--- Start of Dataset excerpts ---

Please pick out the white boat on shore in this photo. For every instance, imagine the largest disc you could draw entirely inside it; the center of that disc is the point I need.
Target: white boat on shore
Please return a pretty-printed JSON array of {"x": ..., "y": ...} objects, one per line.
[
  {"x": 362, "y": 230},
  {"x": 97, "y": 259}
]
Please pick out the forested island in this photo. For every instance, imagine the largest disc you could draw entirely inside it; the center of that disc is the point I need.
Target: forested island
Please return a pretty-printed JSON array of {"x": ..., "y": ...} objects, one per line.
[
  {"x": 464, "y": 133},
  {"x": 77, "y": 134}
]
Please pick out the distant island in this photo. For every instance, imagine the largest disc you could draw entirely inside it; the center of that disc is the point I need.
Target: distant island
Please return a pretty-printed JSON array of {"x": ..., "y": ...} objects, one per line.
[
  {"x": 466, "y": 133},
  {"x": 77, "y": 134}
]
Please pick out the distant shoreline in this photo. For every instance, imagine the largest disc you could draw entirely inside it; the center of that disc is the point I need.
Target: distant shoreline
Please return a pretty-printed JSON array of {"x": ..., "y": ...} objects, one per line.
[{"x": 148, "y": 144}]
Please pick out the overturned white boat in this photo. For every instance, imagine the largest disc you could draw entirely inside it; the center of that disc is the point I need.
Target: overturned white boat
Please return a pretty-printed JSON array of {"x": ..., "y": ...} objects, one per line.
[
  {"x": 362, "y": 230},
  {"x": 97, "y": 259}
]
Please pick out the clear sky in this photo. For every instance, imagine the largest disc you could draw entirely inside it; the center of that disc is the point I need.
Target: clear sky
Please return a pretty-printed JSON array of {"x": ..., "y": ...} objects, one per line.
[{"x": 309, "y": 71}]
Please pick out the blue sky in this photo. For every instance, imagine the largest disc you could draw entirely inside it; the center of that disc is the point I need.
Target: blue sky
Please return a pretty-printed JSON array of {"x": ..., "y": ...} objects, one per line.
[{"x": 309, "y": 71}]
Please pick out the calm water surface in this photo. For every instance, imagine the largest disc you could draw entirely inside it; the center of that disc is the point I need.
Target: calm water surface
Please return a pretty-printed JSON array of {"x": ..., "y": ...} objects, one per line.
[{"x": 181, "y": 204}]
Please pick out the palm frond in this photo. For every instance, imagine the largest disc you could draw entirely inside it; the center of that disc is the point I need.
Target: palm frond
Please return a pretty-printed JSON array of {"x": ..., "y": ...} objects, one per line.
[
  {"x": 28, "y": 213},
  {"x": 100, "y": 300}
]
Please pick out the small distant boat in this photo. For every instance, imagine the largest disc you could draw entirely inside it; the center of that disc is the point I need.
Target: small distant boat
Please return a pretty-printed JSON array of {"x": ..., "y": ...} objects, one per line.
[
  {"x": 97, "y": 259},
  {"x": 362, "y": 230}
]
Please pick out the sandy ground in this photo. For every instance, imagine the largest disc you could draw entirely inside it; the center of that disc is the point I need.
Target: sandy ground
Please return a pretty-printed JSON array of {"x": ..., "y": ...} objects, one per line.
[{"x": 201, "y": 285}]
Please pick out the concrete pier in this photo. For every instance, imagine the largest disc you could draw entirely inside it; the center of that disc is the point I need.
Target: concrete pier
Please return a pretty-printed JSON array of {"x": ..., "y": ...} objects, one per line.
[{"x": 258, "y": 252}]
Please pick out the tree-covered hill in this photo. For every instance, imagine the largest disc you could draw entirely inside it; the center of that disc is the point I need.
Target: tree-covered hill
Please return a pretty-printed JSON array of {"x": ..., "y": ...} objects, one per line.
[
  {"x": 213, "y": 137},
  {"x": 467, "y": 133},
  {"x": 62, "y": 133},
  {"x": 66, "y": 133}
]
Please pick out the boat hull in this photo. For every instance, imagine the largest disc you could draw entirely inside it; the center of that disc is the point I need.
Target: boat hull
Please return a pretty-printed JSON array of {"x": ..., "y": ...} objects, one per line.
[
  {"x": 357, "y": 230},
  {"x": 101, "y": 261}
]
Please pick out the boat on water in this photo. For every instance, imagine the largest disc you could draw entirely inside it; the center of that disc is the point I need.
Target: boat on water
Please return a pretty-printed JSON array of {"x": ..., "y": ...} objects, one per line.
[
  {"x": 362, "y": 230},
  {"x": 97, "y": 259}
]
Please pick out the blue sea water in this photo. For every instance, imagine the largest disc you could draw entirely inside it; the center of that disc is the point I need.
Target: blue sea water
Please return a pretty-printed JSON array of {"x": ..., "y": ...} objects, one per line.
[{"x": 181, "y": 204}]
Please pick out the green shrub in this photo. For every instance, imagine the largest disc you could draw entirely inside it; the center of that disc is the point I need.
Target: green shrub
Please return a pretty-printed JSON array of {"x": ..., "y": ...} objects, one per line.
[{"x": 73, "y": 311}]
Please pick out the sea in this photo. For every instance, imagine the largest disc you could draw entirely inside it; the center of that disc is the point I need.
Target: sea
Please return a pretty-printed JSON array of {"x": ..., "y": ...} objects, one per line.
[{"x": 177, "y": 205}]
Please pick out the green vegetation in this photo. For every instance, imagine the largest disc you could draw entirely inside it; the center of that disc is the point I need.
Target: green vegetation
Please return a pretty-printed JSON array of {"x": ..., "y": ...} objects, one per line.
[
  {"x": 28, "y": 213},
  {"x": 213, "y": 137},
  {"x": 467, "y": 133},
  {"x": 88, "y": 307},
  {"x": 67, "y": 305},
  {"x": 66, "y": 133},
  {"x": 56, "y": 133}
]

--- End of Dataset excerpts ---

> _Stated goal_
Convert every line of the entries above into a numbered list, and leave out any blank lines.

> _Written solution_
1. Please pick out the white boat on shore in this photo. For every instance, imagine the largest disc you could draw entirely inside it; the center of that disc is the point I need.
2. Target: white boat on shore
3. Please return a pretty-printed JSON array of {"x": ..., "y": ...} objects, one per line.
4. [
5.   {"x": 362, "y": 230},
6.   {"x": 97, "y": 259}
7. ]
8. Please pick out the forested island in this photo. For every instance, imagine the largest disc you could draw entirely inside it; the center of that disc is the point I need.
9. Target: forested island
10. Please return a pretty-printed JSON array of {"x": ..., "y": ...} objects, one per line.
11. [
12.   {"x": 464, "y": 133},
13.   {"x": 77, "y": 134}
14. ]
15. Please pick out the distant island in this photo. For every instance, imagine the largest disc you could draw entirely inside it; the center of that disc is the point I need.
16. Target: distant island
17. Please return a pretty-printed JSON array of {"x": ..., "y": ...} objects, one per line.
18. [
19.   {"x": 466, "y": 133},
20.   {"x": 77, "y": 134}
21. ]
22. Please pick out the distant shoreline in this photo. For every instance, imagine the largest disc you could draw entirely inside it; the center of that disc is the point I need.
23. Target: distant shoreline
24. Please return a pretty-printed JSON array of {"x": ..., "y": ...} objects, one per line.
25. [{"x": 148, "y": 144}]
26. Please pick out the overturned white boat in this photo. For every instance, imagine the largest disc you could draw entirely inside it; the center of that disc is the point I need.
27. Target: overturned white boat
28. Please return a pretty-printed JSON array of {"x": ..., "y": ...} objects, one per line.
29. [
30.   {"x": 362, "y": 230},
31.   {"x": 97, "y": 259}
32. ]
33. Please pick out the clear sky in this photo. For every instance, imagine the largest disc you could draw entirely inside it; the center of that disc is the point I need.
34. Target: clear sky
35. Please return a pretty-printed JSON array of {"x": ..., "y": ...} objects, one per line.
36. [{"x": 309, "y": 71}]
37. Please pick out the blue sky in this photo. For every instance, imagine the largest disc you could draw entirely inside it; the center of that disc is the point I need.
38. Target: blue sky
39. Please return a pretty-printed JSON array of {"x": ..., "y": ...} objects, one per line.
40. [{"x": 309, "y": 71}]
41. Please pick out the calm water surface in this photo. For every instance, imagine the largest disc you could draw entirely inside it; the center of that disc is the point I need.
42. Target: calm water surface
43. Please return a pretty-printed JSON array of {"x": ..., "y": ...} objects, one per line.
44. [{"x": 181, "y": 204}]
45. Please pick out the palm frond in this photo. For every instance, imagine the largest disc you could draw entirely inside it; the center of that disc is the point I need.
46. Target: palm frond
47. Please return a pretty-printed JSON array of {"x": ..., "y": ...} objects, one per line.
48. [
49.   {"x": 28, "y": 213},
50.   {"x": 100, "y": 300}
51. ]
52. Please pick out the small distant boat in this photo. For every instance, imagine the largest disc you could draw entirely inside it; the center of that disc is the point I need.
53. Target: small distant boat
54. Please return a pretty-printed JSON array of {"x": ..., "y": ...} objects, one per line.
55. [
56.   {"x": 97, "y": 259},
57.   {"x": 362, "y": 230}
58. ]
59. Please pick out the sandy ground in this photo. For every instance, imagine the largest disc you could draw entirely inside it; the center of that disc is the point I need.
60. Target: sandy ground
61. Please return a pretty-printed JSON array of {"x": ..., "y": ...} objects, one per line.
62. [{"x": 201, "y": 285}]
63. Please pick out the concrete pier in this photo. For every instance, imagine the largest disc you could draw entirely inside it; the center of that disc is the point I need.
64. Target: concrete pier
65. Please return a pretty-printed JSON array of {"x": ..., "y": ...} objects, one per line.
66. [{"x": 258, "y": 252}]
67. Please pick out the tree-covered hill in this photo. For every instance, imagine the largest disc you could draw entirely inside it; the center of that disc is the point I need.
68. Target: tree-covered hill
69. Please return a pretty-printed JSON array of {"x": ..., "y": ...} objects, one per line.
70. [
71.   {"x": 213, "y": 137},
72.   {"x": 467, "y": 133},
73.   {"x": 62, "y": 133},
74.   {"x": 66, "y": 133}
75. ]
76. Please pick out the boat hull in this photo. For every instance, imagine the largest disc you could draw entirely inside it; the center of that disc is the point I need.
77. Target: boat hull
78. Please return a pretty-printed JSON array of {"x": ..., "y": ...} objects, one per line.
79. [
80.   {"x": 357, "y": 230},
81.   {"x": 101, "y": 261}
82. ]
83. Please pick out the boat on water in this photo. For every instance, imagine the largest disc you could draw entirely inside it; the center of that disc is the point I need.
84. Target: boat on water
85. Please return a pretty-printed JSON array of {"x": ..., "y": ...} objects, one per line.
86. [
87.   {"x": 362, "y": 230},
88.   {"x": 97, "y": 259}
89. ]
90. Please pick out the blue sea water in this photo. For every instance, imagine the largest disc you could draw entirely inside it; the center of that disc is the point I need.
91. Target: blue sea water
92. Please return a pretty-printed JSON array of {"x": ..., "y": ...} objects, one per line.
93. [{"x": 181, "y": 204}]
94. Please pick out the green shrub in this photo. For every instance, imagine the largest disc you could draw entirely inside it; the center of that disc is the point I need.
95. Target: green shrub
96. Please return a pretty-printed JSON array of {"x": ..., "y": ...} objects, one per line.
97. [{"x": 73, "y": 311}]
98. Please pick out the sea in this photo. For every instance, imagine the largest disc you could draw entirely inside it; the center of that disc is the point I need.
99. Target: sea
100. Please return a pretty-printed JSON array of {"x": ..., "y": ...} objects, one per line.
101. [{"x": 177, "y": 205}]
102. Please pick out the green vegetation in this photo. For every instance, imagine the largest disc you could draw entirely inside it; the center of that disc is the point I need.
103. Target: green vegetation
104. Please return a pretty-printed JSON array of {"x": ..., "y": ...} objects, one per line.
105. [
106.   {"x": 28, "y": 213},
107.   {"x": 213, "y": 137},
108.   {"x": 467, "y": 133},
109.   {"x": 88, "y": 307},
110.   {"x": 67, "y": 305},
111.   {"x": 66, "y": 133},
112.   {"x": 56, "y": 133}
113. ]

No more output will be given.